> [TEXTE DE RÉFÉRENCE]
****************************************

Ni vu ni connu, depuis la présidence de Ronald Reagan, la pauvreté et l’inégalité économique ne cessent de gagner du terrain en Amérique. Et leur éradication ne fait vraiment pas partie des priorités des candidats à l’élection présidentielle de novembre.
« The American Dream », « Le Rêve Américain » est une expression censée exprimer l’idée d’une liberté dans laquelle la prospérité d’un individu dépend uniquement de ses aptitudes et de sa capacité à travailler, sans limites imposées par un système de classe. Mais depuis que la présidence de Ronald Reagan (1981-1989) a bétonné le culte du marché comme pensée unique des élites, vénéré par les Démocrates comme par les Républicains, le triomphe grandissant d’une politique du libéralisme économique a réduit en miettes le Rêve Américain.
Depuis trois décennies maintenant, la religion du marché nous inculque des mythes : que baisser les impôts des riches aide les pauvres, que les syndicats bloquent la prospérité des travailleurs et que la réglementation par le gouvernement des excès du marché et de l’avidité, pour protéger les consommateurs, sont des entraves à la liberté. Ainsi inspirés, nos élus ont remanié les règles qui gouvernent l’économie, les impôts, le commerce, les dépenses publiques et la politique salariale au bénéfice des riches, de la classe sociale possédant les biens de la nation et des multinationales. Et pour quel résultat ! On a ramené l’Amérique aux mêmes conditions d’inégalités économiques qui ont engendré la Grande Dépression des années 30 et à la renaissance de la ploutocratie, où le pouvoir est exercé par les plus riches.
Aujourd’hui, 1 % des Américains les plus fortunés détiennent 16,8 trillions de dollars. Soit 2 trillions de dollars de plus que les 90 % des Américains se trouvant en bas de l’échelle économique. Un ouvrier qui gagne 10 dollars de l’heure devrait travailler plus de 10 000 heures pour gagner ce que l’un des 400 américains les plus nantis ont empoché en 2005.
Or, et c’est une constante, plus le fossé entre les riches et les citoyens moyens s’accroît, plus l’économie devient instable. En 1928, l’année précédant la Grande Dépression, les foyers américains les plus aisés encaissaient 892 fois plus de revenus que les 90 % restants des Américains. Aujourd’hui, soit 80 ans plus tard, la situation a empiré : 0,01 % des Américains ont des revenus 976 fois supérieurs à ceux des 90 % restants. Dans le même temps, les riches n’ont jamais payé aussi peu d’impôts et leur taux d’imposition ne cesse de décliner. En 1955, les 400 Américains les plus riches étaient imposés à hauteur de 51,2 % en ce qui concerne les impôts payés au gouvernement fédéral. En 2006, les 400 plus riches ne payaient à Washington que 18,2 % d’impôts. En 1944, les Américains qui gagnaient plus d’un million de dollars par an payaient un impôt fédéral de 65 % de leurs revenus totaux mais, en 2006, ce pourcentage avait chuté à 23 %. Pendant que le gouvernement dorlote les riches, les syndicats, qui demeurent la seule protection des ouvriers, ne cessent de faiblir depuis qu’en 1983, sous la présidence de Reagan, les Républicains ont donné l’assaut aux droits syndicaux. En 1945, belles étaient les lois qu’avait fait voter le Président Franklin D. Roosevelt et qui garantissaient le droit de constituer des syndicats… À l’époque, 36 % des travailleurs américains étaient syndiqués. Aujourd’hui, ils ne sont plus que 9 % et ce chiffre global masque une forte disparité entre les secteurs privé et public. Alors que 36 % des fonctionnaires sont membres d’un syndicat (un chiffre qui a augmenté ces dernières décennies), seuls 7 % des salariés du privé ont franchi le pas.

****************************************

> [EXTRAIT DU LISTING]
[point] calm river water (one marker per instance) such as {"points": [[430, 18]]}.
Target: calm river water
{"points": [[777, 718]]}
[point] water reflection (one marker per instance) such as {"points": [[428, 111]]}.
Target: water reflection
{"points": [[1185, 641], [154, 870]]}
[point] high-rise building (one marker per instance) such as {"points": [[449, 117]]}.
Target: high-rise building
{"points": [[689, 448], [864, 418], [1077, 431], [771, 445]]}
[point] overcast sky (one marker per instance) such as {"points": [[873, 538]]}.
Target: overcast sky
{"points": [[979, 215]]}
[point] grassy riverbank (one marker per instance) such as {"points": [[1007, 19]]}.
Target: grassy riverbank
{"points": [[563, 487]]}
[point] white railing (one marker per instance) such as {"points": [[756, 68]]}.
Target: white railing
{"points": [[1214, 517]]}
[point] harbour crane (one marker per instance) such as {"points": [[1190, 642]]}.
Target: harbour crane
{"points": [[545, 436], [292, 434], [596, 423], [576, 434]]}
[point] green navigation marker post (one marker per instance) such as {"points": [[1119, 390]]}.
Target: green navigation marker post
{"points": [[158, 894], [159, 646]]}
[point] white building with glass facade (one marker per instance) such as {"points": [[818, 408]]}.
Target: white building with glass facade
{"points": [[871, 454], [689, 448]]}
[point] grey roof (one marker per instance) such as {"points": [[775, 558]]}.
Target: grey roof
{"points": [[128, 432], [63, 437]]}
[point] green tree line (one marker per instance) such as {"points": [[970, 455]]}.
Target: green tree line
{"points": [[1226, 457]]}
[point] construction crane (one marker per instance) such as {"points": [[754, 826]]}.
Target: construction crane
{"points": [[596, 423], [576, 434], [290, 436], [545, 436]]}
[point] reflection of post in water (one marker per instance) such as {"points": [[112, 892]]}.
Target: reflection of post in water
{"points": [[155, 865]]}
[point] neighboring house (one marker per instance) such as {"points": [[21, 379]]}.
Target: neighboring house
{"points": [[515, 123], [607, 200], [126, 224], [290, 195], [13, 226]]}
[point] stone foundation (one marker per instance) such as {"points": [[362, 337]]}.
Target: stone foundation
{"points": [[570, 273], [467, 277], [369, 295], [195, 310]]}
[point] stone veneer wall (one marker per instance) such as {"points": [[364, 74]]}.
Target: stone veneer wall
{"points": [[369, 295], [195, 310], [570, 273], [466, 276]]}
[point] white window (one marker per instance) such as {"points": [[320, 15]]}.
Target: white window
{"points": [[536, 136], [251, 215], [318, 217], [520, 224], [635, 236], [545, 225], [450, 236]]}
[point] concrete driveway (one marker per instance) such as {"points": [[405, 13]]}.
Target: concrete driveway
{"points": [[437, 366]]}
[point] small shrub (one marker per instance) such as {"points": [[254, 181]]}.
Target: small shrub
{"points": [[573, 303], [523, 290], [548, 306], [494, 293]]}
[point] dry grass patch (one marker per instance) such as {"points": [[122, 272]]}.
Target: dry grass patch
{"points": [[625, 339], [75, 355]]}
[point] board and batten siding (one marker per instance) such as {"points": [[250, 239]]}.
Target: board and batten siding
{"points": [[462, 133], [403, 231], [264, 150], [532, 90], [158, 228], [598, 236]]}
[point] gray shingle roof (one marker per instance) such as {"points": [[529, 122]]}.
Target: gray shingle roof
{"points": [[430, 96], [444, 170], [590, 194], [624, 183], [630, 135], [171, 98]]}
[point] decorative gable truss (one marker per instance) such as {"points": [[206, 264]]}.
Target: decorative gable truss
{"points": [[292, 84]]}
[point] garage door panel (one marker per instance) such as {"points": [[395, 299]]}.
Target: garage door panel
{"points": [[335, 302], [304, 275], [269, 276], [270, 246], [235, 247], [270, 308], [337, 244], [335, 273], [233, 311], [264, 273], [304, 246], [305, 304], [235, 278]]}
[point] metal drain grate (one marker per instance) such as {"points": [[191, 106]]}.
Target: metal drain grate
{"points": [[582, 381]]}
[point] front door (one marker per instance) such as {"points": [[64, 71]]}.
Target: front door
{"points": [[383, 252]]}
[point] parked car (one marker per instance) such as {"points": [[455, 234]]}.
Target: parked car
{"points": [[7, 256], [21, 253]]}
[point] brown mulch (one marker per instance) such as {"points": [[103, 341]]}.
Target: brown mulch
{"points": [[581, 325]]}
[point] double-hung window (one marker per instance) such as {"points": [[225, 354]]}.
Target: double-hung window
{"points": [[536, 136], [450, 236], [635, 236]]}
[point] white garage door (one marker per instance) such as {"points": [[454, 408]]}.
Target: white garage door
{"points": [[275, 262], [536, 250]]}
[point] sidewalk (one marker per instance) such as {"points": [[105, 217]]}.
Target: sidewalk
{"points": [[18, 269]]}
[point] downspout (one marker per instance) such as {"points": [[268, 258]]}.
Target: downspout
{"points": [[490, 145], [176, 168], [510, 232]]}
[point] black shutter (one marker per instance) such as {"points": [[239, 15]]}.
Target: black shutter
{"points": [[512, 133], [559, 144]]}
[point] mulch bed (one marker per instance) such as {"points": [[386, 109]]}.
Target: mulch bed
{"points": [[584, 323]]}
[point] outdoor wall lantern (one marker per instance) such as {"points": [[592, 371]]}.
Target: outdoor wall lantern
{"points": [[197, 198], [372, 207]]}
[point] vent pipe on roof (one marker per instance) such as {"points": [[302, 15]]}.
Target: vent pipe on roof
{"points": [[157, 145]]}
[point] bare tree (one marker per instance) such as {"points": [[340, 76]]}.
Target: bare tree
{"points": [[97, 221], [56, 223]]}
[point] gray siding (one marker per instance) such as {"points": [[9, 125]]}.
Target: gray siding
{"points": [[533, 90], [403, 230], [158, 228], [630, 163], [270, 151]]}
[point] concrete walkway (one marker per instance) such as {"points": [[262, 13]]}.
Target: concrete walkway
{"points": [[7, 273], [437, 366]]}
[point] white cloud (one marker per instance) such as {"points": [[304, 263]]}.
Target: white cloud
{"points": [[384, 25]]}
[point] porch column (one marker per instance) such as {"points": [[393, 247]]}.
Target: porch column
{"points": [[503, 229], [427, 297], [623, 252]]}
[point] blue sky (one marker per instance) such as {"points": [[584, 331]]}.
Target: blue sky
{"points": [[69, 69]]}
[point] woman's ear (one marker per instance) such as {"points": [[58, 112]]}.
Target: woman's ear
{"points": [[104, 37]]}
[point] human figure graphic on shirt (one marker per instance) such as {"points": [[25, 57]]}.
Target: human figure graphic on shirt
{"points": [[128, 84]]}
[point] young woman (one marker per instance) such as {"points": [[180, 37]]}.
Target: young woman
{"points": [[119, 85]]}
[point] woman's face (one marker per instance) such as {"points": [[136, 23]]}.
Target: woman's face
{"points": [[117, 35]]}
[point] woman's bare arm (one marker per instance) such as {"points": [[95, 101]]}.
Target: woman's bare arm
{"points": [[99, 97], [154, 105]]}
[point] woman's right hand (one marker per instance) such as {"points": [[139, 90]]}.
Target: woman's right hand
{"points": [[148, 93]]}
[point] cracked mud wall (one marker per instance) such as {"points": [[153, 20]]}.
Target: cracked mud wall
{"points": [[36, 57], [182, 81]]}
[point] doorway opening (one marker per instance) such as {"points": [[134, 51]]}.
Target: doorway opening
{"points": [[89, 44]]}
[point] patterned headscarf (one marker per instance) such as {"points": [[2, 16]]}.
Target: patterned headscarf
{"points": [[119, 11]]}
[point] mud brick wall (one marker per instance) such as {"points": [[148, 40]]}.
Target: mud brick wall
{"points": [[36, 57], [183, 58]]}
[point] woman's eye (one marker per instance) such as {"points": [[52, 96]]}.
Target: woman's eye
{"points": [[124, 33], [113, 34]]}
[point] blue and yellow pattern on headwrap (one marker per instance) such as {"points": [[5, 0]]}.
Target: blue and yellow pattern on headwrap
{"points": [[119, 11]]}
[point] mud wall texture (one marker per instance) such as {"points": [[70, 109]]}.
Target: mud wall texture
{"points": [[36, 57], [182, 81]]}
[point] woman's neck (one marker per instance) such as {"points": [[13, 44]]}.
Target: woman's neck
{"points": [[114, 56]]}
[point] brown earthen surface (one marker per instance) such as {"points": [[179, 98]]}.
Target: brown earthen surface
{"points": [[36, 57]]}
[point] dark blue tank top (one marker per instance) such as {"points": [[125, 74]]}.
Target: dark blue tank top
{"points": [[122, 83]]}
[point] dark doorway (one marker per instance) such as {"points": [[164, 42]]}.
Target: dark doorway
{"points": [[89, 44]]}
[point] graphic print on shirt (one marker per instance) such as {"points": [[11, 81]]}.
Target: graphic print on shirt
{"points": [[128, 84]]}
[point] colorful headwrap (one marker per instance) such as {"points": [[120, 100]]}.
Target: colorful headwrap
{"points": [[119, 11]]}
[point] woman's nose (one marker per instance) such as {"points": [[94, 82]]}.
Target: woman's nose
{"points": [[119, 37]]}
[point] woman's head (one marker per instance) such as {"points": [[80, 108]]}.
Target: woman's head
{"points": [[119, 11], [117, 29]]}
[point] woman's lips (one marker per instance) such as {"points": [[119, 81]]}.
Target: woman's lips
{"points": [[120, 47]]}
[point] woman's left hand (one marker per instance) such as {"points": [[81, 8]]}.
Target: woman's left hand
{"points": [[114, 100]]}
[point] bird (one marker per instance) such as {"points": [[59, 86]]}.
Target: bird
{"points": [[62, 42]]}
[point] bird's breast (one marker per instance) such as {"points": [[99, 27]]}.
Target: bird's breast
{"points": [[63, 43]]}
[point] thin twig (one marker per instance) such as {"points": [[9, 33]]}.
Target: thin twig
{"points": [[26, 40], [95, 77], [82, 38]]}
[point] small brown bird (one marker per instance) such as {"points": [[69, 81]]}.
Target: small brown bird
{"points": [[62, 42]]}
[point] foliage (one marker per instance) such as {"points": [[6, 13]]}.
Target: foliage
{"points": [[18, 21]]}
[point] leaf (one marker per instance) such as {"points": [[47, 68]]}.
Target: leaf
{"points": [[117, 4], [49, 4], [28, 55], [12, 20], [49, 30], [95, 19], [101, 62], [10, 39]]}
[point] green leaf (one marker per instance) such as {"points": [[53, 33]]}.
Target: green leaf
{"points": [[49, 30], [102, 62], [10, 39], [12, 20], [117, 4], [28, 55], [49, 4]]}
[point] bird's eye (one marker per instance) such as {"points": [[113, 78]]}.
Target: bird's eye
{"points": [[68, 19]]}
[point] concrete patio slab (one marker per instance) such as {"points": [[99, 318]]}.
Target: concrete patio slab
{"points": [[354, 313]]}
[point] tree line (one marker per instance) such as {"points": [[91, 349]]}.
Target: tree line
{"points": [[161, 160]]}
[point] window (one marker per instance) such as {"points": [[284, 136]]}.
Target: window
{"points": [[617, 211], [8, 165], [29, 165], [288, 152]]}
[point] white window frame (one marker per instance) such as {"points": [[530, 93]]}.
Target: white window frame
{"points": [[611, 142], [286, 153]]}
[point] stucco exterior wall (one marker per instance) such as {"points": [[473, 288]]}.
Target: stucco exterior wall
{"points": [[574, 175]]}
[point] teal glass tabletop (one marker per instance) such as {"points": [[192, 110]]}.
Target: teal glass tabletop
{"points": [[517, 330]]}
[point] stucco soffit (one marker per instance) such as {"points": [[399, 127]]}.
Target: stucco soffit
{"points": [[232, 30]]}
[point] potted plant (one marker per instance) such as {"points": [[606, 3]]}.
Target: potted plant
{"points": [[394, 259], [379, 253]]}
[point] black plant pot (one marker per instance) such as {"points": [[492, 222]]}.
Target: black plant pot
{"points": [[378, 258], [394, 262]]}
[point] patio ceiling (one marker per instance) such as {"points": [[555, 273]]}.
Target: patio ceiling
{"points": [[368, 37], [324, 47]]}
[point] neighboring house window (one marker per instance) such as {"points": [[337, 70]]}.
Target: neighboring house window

****************************************

> [CONSIGNE 1]
D'après le texte sur les inégalités en Amérique, quel pourcentage de leurs revenus totaux les Américains gagnant plus d'un million de dollars par an versaient-ils en impôt fédéral en 1944 ?
> [CONSIGNE 2]
Traduisez en anglais cette phrase du texte sur les inégalités en Amérique : « Aujourd'hui, 1 % des Américains les plus fortunés détiennent 16,8 trillions de dollars. »
> [CONSIGNE 3]
Poursuivez le texte sur les inégalités en Amérique après sa dernière phrase.
Le listing n'a aucun rapport avec le texte sur les inégalités en Amérique.

> [RÉPONSE ATTENDUE 1]
65 % de leurs revenus totaux.

> [RÉPONSE ATTENDUE 2]
Today, the wealthiest 1% of Americans hold $16.8 trillion.

> [RÉPONSE ATTENDUE 3]
Avec une économie qui favorise les riches, les coups contre les syndicats et la désindustrialisation de l’Amérique qui a détruit des douzaines de millions d’emplois bien payés, il n’est guère surprenant que la pauvreté se développe aux Etats-Unis. Un Américain sur huit vit aujourd’hui dans la pauvreté. Officiellement, selon le gouvernement fédéral, une famille de quatre personnes est recensée comme « pauvre » si le revenu familial est inférieur à 19 971 dollars par an. Or, ce seuil est bien inférieur à ce dont une famille a réellement besoin pour s’en sortir. On se fait une meilleure idée de l’étendue de la pauvreté si on note que, selon les derniers chiffres disponibles qui datent d’avant la crise économique actuelle, 90 millions d’Américains, soit 31 % de la population, ont des revenus inférieurs à 200 % au « seuil de pauvreté » établi par Washington ! Et avec la crise, ça ne s’améliore pas… De plus, ce chiffre ne prend pas en compte les millions d’immigrés sans-papiers, les gens les plus exploités par le capitalisme sauvage et qui travaillent au noir.
Qui plus est, des millions d’Américains supplémentaires feront l’expérience de la pauvreté à un moment ou à un autre de leur vie : sur une période de treize ans, un tiers des Américains la connaîtront. Parmi eux, un sur dix sera pauvre la plus grande partie de sa vie et un sur vingt pendant dix ans ou plus. La pauvreté est bien plus importante en Amérique que dans les autres pays développés car les Etats-Unis arrivent à la 24è place sur 25 si on mesure la proportion de la population vivant avec un revenu au dessus de 50 % du revenu moyen.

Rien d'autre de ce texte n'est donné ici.